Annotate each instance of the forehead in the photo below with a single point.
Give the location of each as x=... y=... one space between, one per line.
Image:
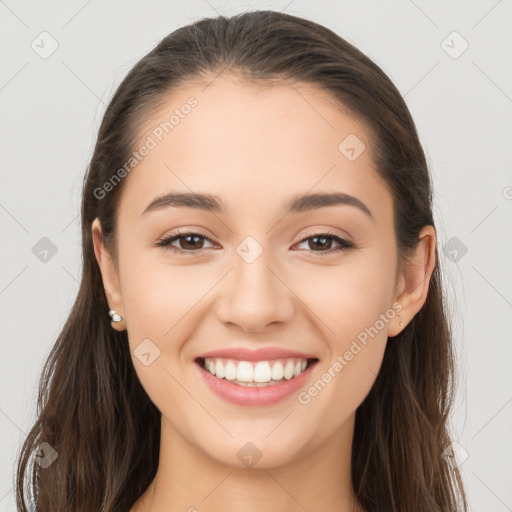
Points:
x=244 y=141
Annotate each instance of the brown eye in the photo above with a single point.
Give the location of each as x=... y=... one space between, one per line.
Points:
x=189 y=243
x=323 y=242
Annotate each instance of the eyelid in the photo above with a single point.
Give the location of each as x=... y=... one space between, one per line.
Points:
x=344 y=244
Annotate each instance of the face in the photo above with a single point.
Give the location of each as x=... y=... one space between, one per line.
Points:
x=255 y=274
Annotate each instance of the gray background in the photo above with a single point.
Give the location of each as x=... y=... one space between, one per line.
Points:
x=51 y=109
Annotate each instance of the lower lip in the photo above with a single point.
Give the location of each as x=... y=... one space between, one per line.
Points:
x=254 y=396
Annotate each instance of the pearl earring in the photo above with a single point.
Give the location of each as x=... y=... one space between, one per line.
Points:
x=116 y=317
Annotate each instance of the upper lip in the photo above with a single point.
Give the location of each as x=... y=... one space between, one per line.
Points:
x=260 y=354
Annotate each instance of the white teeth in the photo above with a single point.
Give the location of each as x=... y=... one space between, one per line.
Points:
x=255 y=374
x=288 y=371
x=219 y=369
x=230 y=371
x=244 y=372
x=262 y=372
x=277 y=371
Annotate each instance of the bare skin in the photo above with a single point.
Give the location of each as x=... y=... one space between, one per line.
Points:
x=257 y=147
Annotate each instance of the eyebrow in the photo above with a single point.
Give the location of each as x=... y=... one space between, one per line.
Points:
x=215 y=204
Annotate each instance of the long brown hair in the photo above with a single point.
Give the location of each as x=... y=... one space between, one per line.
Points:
x=92 y=409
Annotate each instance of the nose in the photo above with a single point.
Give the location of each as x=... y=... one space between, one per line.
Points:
x=255 y=295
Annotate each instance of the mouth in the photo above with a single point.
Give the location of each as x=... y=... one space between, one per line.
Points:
x=256 y=374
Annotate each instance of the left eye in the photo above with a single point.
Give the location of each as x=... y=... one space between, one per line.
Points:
x=194 y=245
x=191 y=241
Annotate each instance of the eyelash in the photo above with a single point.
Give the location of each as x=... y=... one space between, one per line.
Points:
x=344 y=244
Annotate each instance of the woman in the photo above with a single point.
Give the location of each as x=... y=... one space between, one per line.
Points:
x=260 y=322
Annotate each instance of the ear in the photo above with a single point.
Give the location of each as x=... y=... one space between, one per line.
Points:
x=414 y=280
x=109 y=273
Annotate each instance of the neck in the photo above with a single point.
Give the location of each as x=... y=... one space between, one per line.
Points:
x=188 y=479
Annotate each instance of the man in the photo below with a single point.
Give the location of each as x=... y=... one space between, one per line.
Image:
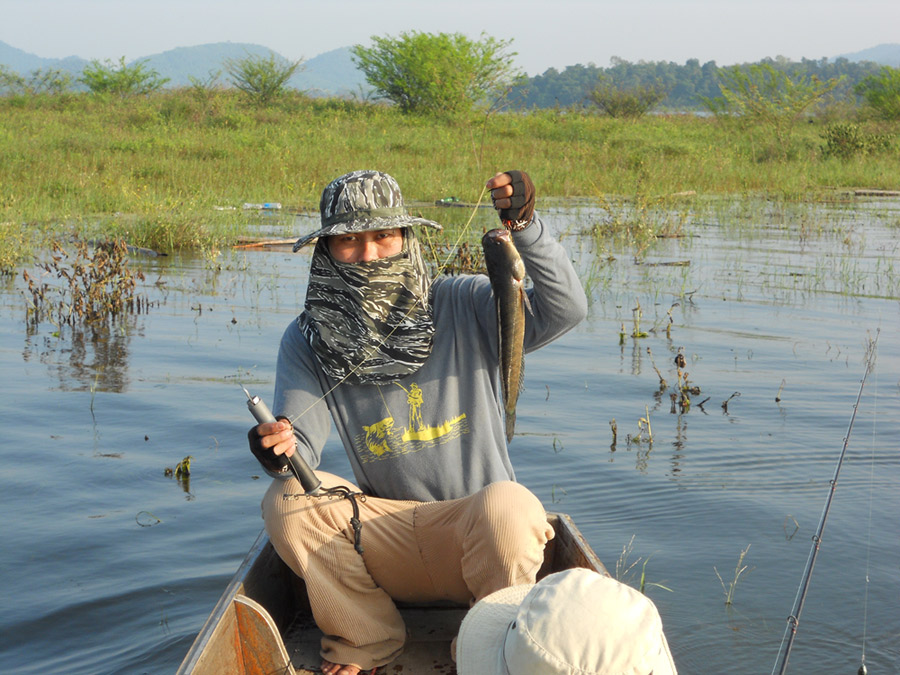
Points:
x=407 y=370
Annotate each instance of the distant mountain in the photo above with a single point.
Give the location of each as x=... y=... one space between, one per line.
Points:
x=331 y=73
x=886 y=55
x=22 y=62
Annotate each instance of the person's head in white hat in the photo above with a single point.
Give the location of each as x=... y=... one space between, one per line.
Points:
x=572 y=622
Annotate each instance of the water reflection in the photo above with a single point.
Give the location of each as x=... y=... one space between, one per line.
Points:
x=85 y=358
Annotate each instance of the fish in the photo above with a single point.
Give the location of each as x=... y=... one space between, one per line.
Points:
x=506 y=272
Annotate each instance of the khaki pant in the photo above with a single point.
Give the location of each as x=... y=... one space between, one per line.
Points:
x=460 y=550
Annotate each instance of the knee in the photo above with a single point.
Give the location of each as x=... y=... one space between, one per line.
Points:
x=511 y=508
x=508 y=500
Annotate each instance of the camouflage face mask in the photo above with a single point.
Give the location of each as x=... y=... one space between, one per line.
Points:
x=369 y=322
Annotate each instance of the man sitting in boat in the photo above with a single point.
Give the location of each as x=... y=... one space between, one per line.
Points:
x=406 y=367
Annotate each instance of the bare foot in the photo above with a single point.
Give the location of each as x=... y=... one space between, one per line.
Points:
x=329 y=668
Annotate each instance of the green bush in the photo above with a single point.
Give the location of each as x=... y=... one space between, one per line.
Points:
x=121 y=79
x=629 y=103
x=847 y=140
x=881 y=93
x=443 y=73
x=263 y=79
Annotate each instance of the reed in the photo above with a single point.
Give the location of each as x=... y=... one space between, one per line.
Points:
x=179 y=165
x=739 y=570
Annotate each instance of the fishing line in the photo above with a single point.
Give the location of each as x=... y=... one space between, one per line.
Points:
x=793 y=621
x=439 y=272
x=862 y=668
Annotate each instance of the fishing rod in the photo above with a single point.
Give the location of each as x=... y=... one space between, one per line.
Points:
x=793 y=621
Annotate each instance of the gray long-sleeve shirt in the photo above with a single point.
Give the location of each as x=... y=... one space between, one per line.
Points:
x=438 y=433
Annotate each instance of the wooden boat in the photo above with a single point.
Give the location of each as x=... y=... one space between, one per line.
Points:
x=262 y=623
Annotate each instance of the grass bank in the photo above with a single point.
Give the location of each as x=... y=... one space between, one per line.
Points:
x=166 y=170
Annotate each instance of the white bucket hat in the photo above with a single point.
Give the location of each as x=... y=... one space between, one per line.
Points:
x=575 y=622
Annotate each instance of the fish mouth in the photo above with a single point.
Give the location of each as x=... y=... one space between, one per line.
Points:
x=497 y=236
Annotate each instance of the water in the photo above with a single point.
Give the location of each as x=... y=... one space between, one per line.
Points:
x=111 y=566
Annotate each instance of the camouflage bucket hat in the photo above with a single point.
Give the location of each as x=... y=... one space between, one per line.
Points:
x=360 y=201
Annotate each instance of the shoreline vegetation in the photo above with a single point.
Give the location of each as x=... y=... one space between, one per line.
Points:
x=171 y=170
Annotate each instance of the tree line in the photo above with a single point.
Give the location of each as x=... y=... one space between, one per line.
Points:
x=682 y=87
x=451 y=74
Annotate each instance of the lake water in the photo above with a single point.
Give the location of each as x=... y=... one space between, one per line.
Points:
x=111 y=566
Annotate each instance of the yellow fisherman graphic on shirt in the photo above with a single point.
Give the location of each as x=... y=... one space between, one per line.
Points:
x=383 y=439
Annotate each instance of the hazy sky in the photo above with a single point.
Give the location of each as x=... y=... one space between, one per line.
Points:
x=553 y=33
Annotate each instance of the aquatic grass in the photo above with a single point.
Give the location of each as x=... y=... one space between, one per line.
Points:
x=626 y=572
x=115 y=155
x=739 y=570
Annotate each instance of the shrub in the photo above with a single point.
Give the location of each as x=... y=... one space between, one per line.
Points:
x=631 y=103
x=262 y=79
x=121 y=79
x=442 y=73
x=882 y=93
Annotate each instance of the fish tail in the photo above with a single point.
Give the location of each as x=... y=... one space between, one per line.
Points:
x=510 y=425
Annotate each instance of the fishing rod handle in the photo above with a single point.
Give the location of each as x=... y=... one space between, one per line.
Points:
x=299 y=467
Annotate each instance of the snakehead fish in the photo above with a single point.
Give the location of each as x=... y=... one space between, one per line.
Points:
x=507 y=274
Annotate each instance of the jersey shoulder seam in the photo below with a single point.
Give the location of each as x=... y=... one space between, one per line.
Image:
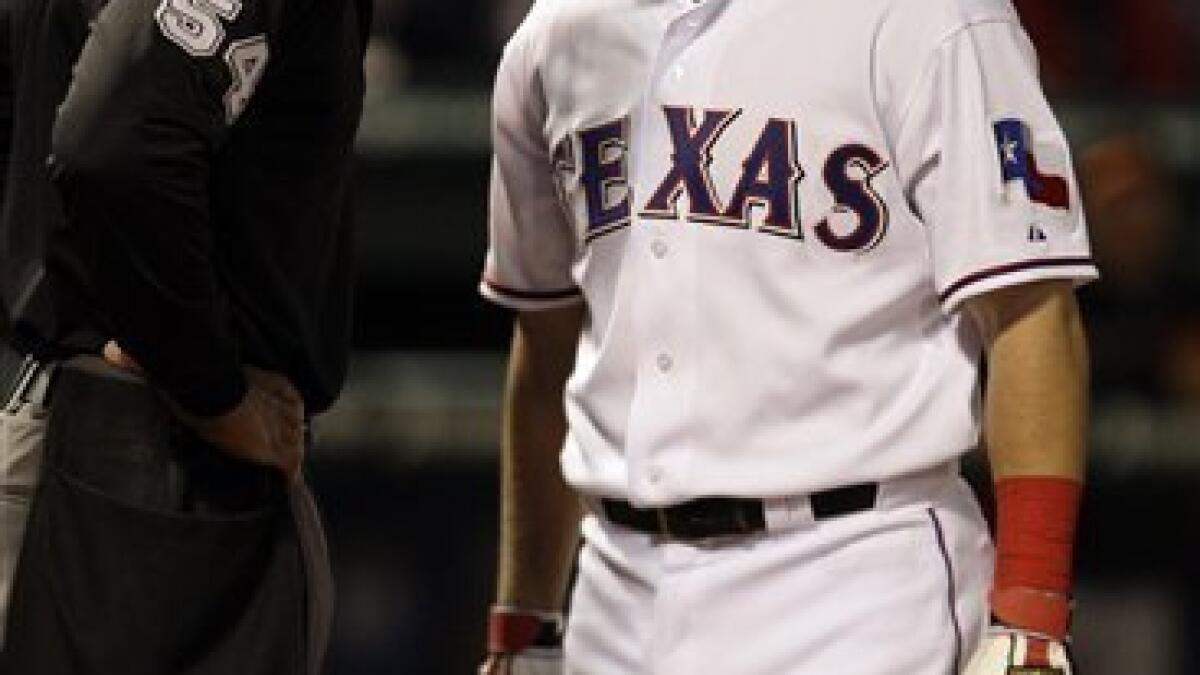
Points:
x=931 y=60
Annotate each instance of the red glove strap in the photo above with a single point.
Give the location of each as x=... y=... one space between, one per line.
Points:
x=511 y=629
x=1035 y=538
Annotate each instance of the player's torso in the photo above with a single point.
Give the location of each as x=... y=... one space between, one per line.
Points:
x=757 y=285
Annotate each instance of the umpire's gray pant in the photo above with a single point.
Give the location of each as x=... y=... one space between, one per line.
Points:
x=22 y=437
x=148 y=551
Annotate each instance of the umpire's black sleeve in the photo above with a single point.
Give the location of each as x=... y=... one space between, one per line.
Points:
x=155 y=91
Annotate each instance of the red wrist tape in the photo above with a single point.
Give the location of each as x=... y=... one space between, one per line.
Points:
x=1036 y=520
x=510 y=629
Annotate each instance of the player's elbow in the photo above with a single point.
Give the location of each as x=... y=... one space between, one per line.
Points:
x=85 y=159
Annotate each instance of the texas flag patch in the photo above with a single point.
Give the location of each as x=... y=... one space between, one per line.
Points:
x=1019 y=161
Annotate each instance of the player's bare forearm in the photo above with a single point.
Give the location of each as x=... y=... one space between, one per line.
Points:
x=539 y=513
x=1036 y=405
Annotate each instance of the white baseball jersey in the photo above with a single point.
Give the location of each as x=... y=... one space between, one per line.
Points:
x=773 y=210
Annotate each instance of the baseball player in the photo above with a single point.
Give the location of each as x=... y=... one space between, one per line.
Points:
x=761 y=250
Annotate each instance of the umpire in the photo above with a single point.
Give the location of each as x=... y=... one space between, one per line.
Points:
x=177 y=309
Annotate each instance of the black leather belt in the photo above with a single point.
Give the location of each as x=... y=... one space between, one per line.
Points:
x=23 y=378
x=720 y=517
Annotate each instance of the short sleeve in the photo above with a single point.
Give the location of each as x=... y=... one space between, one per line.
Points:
x=988 y=168
x=532 y=245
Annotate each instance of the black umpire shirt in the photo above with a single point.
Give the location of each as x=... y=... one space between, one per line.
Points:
x=203 y=159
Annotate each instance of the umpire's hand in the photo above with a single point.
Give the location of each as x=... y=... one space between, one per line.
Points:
x=265 y=428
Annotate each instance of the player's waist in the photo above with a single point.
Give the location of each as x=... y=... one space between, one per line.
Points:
x=726 y=515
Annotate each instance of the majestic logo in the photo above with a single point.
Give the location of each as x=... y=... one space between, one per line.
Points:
x=1019 y=161
x=768 y=184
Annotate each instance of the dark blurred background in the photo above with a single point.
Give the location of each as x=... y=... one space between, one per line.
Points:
x=407 y=461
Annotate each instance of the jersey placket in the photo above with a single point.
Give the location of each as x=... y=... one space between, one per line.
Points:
x=664 y=293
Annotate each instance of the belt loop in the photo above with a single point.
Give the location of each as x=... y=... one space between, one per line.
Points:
x=664 y=523
x=27 y=372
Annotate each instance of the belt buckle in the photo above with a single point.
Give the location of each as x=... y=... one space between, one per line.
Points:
x=25 y=375
x=660 y=514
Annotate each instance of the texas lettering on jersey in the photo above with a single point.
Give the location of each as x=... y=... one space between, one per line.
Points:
x=768 y=183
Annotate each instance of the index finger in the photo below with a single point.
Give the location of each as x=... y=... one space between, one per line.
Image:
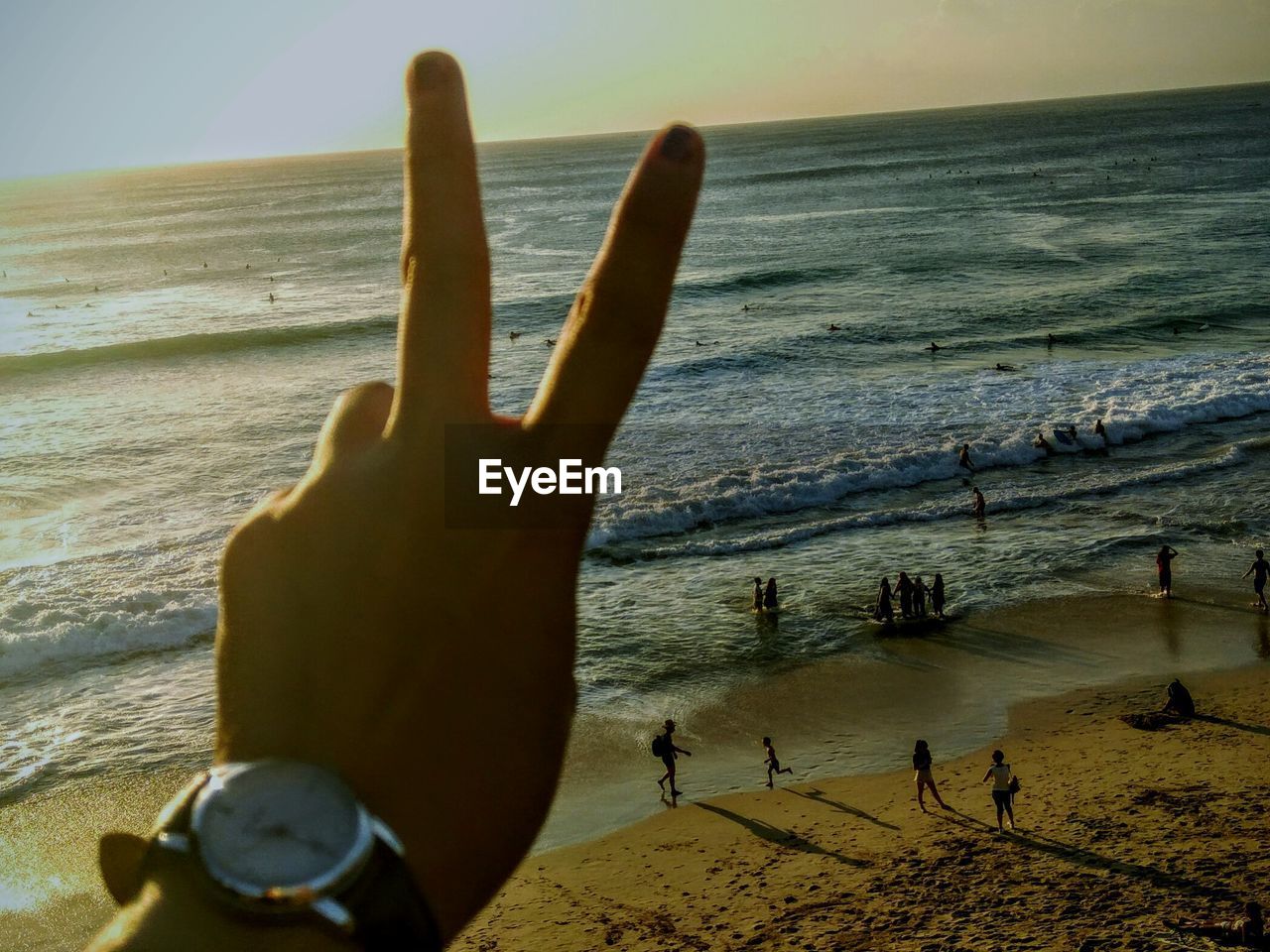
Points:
x=444 y=330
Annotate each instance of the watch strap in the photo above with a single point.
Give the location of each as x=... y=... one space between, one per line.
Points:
x=389 y=911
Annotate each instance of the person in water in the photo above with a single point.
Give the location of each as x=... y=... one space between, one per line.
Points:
x=922 y=775
x=884 y=611
x=1180 y=702
x=1002 y=794
x=770 y=601
x=1259 y=570
x=1101 y=431
x=978 y=507
x=905 y=589
x=774 y=766
x=668 y=754
x=1247 y=930
x=1165 y=569
x=962 y=458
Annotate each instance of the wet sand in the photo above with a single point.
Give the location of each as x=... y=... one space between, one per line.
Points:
x=1119 y=826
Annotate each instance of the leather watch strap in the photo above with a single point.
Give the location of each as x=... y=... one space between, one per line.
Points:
x=389 y=912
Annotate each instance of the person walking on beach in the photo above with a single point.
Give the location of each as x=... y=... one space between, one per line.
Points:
x=663 y=746
x=1180 y=702
x=920 y=597
x=905 y=589
x=1002 y=789
x=774 y=766
x=978 y=507
x=884 y=612
x=1101 y=431
x=964 y=458
x=770 y=602
x=924 y=777
x=1259 y=580
x=1165 y=569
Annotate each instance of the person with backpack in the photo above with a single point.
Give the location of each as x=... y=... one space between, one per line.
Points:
x=922 y=775
x=1180 y=702
x=1003 y=788
x=663 y=747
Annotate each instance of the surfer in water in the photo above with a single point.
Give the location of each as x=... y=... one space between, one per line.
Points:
x=938 y=597
x=905 y=589
x=770 y=601
x=1259 y=580
x=962 y=458
x=1165 y=569
x=884 y=611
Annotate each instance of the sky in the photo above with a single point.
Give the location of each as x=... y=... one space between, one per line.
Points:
x=91 y=84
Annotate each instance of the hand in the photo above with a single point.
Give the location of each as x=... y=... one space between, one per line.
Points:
x=432 y=666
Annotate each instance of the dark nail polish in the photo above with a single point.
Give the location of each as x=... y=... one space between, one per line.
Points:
x=677 y=144
x=431 y=70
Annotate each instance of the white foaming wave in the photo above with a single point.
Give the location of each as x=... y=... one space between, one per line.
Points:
x=937 y=512
x=35 y=636
x=1153 y=397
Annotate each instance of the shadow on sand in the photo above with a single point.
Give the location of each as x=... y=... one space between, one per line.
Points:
x=820 y=797
x=1088 y=860
x=775 y=834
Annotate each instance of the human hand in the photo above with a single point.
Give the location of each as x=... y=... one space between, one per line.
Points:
x=432 y=666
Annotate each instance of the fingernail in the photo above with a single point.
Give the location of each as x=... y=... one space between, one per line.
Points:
x=431 y=70
x=677 y=144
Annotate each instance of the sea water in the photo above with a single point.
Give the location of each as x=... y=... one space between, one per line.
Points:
x=150 y=391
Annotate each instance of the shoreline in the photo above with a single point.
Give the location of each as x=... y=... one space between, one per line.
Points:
x=54 y=833
x=1119 y=828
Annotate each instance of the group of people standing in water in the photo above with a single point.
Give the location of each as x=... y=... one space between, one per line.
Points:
x=913 y=595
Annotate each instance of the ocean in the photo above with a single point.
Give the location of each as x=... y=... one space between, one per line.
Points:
x=150 y=391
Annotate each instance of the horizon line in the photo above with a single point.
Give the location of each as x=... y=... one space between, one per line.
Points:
x=284 y=157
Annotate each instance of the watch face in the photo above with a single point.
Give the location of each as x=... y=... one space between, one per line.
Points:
x=278 y=829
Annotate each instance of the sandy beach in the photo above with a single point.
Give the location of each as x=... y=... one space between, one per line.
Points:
x=1119 y=826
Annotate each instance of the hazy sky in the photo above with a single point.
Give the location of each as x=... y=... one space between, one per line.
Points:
x=116 y=82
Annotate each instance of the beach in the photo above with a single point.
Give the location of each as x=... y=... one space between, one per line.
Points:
x=1118 y=826
x=173 y=338
x=1118 y=829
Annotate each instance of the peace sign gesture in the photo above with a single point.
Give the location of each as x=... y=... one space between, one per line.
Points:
x=359 y=629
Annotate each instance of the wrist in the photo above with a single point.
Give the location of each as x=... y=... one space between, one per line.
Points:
x=173 y=911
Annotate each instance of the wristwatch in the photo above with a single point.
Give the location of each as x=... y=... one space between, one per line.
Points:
x=278 y=841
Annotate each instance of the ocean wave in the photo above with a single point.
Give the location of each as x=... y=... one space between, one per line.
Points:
x=937 y=512
x=36 y=636
x=765 y=490
x=194 y=345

*-*-*

**EXERCISE BRIEF**. Write out the data from the very start through the line with "x=255 y=274" as a JSON list of strings, one string per line, with blank lines skipped and the pictures left out.

**RESPONSE BELOW**.
[
  "Annotate each instance of the forehead in the photo below with a single point.",
  "Give the location of each as x=... y=... one space between, one per line.",
  "Image:",
  "Points:",
  "x=244 y=141",
  "Annotate each instance of the brown eye in the photo above with a single point.",
  "Give the location of each as x=... y=... one space between, one per line.",
  "Points:",
  "x=189 y=243",
  "x=323 y=242",
  "Annotate each instance of the eyelid in the photo above with a single point.",
  "Give the location of each as x=... y=... one space between, one per line.",
  "Points:",
  "x=344 y=244",
  "Annotate each instance of the face in the photo above with a single point.",
  "Give the location of each as x=... y=... one space between, one per line.",
  "Points:",
  "x=255 y=274"
]